— EXTRAIT —
# Safari Flash module manquant



## Ralfix (30 Mai 2011)

Bonsoir,

J'ai eu la mauvaise idée d'installer flash player dans Safari pour je ne sais plus quel besoin particulier.
J'ai souhaité l'enlever car cela ralentissait mon macbook en utilisant une flash uninstaller de chez Adobe.
Mais depuis j'ai "module manquant" à la place des videos. 

En cherchant sur le web j'ai trouvé des tonnes de conseils de fichier preference etplist à supprimer: rien n'y fait.
J'ai retéléchargé Safari 5.0.5 et réinstallé: toujours module manquant.

Je suis à cours d'idée!

Comment revenir à la emcture de Flash incluse dans Safari de base, sans installer ce foutu plugin 'Adobe? J'utilise OSX 10.6.7

Please help!


----------



## subsole (31 Mai 2011)

Bonjour,
Il me semble que plug Flash n'est plus installé/ livré automatiquement avec Safari.
Il faut donc le télécharger et l'installer ====> http://get.adobe.com/fr/flashplayer/otherversions/


----------



## Ralfix (31 Mai 2011)

Ca fonctionne, merci.
Je ne sais pas trop ce qui s'est installé ni où, mais c'est Adobe...


----------

— TÂCHE DEMANDÉE —
Recopiez tout l'extrait depuis « J'ai eu la mauvaise » jusqu'à « Please help! » en changeant « macbook » en « iMac ».

— DONNÉES RÉPERTORIÉES —
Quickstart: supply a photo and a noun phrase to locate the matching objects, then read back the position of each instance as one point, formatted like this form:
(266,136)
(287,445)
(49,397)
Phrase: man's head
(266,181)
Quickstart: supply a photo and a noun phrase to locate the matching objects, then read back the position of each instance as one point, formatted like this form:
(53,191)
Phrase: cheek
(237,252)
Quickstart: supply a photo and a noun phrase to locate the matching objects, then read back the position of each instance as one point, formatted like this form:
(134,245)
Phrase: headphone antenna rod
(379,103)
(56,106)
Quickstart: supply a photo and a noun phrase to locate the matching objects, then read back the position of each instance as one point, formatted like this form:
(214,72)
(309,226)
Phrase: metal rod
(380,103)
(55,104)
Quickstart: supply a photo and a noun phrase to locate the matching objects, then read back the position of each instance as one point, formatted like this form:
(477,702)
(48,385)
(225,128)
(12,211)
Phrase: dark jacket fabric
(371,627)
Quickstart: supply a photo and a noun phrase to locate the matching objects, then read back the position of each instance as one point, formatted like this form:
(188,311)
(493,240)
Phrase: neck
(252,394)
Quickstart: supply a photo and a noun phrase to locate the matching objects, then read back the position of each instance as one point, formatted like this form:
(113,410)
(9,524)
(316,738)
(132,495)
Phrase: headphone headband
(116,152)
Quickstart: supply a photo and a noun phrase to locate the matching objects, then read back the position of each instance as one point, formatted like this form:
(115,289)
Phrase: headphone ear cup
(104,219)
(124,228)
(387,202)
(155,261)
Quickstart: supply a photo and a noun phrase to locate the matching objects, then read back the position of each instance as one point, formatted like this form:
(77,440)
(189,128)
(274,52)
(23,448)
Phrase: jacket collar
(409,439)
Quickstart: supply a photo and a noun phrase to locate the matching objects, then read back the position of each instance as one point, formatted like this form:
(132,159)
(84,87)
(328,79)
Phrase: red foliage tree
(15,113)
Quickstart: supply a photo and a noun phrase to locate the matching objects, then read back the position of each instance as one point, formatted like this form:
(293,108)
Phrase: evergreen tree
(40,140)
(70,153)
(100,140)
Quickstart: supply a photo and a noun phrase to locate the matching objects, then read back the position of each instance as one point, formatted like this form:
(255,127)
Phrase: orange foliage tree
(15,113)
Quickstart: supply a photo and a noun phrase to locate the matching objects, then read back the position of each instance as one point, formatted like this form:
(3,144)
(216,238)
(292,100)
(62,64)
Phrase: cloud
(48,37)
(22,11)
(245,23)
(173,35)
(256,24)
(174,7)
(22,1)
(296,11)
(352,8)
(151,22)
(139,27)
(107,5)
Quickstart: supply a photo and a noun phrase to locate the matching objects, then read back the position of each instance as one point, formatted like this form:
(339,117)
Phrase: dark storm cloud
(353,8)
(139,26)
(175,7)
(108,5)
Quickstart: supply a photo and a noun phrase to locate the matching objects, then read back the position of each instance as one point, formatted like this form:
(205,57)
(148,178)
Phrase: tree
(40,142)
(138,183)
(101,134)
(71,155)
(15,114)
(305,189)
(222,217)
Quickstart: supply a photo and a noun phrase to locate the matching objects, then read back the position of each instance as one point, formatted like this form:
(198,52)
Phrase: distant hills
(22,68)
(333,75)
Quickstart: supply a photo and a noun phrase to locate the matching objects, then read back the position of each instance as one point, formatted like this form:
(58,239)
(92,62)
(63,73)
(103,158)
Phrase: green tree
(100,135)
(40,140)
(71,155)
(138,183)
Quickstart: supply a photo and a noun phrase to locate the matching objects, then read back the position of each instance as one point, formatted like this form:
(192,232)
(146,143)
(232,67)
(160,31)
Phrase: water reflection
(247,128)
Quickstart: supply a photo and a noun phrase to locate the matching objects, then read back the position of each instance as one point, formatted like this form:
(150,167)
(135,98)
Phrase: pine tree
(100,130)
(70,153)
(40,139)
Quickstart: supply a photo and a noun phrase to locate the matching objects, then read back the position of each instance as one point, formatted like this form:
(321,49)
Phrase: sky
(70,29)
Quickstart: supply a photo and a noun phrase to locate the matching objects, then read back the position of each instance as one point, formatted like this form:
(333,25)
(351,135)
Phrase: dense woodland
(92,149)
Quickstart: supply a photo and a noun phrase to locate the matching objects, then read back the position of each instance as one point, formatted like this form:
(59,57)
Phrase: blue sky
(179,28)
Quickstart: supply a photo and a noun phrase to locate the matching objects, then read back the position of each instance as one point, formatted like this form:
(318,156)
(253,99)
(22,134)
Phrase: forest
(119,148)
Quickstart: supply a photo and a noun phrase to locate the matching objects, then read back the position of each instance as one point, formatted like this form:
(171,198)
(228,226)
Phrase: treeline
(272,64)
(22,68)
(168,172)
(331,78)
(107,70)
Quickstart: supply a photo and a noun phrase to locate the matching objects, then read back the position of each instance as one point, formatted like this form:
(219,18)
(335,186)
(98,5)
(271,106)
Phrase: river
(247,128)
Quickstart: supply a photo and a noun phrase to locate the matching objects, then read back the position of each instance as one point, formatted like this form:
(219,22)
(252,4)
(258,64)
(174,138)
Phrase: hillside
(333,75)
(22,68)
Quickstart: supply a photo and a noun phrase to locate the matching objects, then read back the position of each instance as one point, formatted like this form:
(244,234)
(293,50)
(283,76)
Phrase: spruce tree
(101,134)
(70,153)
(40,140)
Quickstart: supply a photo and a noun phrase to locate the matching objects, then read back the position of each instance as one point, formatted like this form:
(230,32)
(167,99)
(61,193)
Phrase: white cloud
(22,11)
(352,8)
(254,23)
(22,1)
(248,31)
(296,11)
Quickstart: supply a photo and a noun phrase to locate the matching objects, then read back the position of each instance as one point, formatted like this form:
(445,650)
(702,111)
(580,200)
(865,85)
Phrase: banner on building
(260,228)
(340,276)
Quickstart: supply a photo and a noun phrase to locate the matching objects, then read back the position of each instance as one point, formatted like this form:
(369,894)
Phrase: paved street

— SOLUTION DU PROBLÈME —
J'ai eu la mauvaise idée d'installer flash player dans Safari pour je ne sais plus quel besoin particulier.
J'ai souhaité l'enlever car cela ralentissait mon iMac en utilisant une flash uninstaller de chez Adobe.
Mais depuis j'ai "module manquant" à la place des videos. 

En cherchant sur le web j'ai trouvé des tonnes de conseils de fichier preference etplist à supprimer: rien n'y fait.
J'ai retéléchargé Safari 5.0.5 et réinstallé: toujours module manquant.

Je suis à cours d'idée!

Comment revenir à la emcture de Flash incluse dans Safari de base, sans installer ce foutu plugin 'Adobe? J'utilise OSX 10.6.7

Please help!